━━━ Supplied records
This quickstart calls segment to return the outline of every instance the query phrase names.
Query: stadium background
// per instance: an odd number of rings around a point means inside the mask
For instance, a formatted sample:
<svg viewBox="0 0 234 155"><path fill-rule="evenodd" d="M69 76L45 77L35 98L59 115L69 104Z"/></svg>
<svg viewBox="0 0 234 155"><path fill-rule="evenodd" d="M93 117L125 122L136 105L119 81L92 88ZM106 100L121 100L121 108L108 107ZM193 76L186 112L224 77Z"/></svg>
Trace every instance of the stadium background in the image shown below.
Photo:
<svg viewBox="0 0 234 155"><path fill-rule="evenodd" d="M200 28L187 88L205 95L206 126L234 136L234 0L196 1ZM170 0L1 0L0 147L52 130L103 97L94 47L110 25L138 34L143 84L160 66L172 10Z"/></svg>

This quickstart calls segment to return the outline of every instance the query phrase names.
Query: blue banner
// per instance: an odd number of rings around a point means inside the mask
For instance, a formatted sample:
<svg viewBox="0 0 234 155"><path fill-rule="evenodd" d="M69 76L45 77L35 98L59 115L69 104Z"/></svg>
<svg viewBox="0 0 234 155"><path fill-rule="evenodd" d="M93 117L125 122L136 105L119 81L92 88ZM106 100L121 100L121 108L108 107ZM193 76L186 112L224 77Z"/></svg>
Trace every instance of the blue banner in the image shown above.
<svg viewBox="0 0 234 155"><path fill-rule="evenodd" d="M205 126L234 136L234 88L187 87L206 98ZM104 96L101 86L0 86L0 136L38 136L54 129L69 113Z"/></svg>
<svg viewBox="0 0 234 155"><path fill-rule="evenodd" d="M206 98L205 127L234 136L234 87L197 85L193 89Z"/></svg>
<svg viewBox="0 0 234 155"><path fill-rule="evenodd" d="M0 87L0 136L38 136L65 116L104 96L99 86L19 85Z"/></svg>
━━━━━━
Convert the stretch from the start of the rows above through the line containing "28L187 88L205 95L206" into a Markdown table with the columns No. and Line. Number each line, and leave out any blank lines.

### Task answer
| No. | Line |
|---|---|
| 1 | This quickstart calls segment to return the outline of every instance the query phrase names. |
| 2 | Query: stadium background |
| 3 | // per instance: an odd number of rings around a point means inside the mask |
| 4 | For instance, a formatted sample: |
| 5 | <svg viewBox="0 0 234 155"><path fill-rule="evenodd" d="M69 76L45 77L35 98L59 115L69 104Z"/></svg> |
| 6 | <svg viewBox="0 0 234 155"><path fill-rule="evenodd" d="M93 117L125 122L136 105L119 81L92 88ZM106 100L121 100L121 108L108 107ZM193 76L186 112L224 77Z"/></svg> |
| 7 | Trace every instance of the stadium background in the image shown below. |
| 8 | Photo: |
| 9 | <svg viewBox="0 0 234 155"><path fill-rule="evenodd" d="M200 28L187 88L205 95L206 126L234 136L234 0L196 1ZM170 0L1 0L0 147L52 130L103 97L94 47L110 25L138 34L143 84L160 66L172 10Z"/></svg> |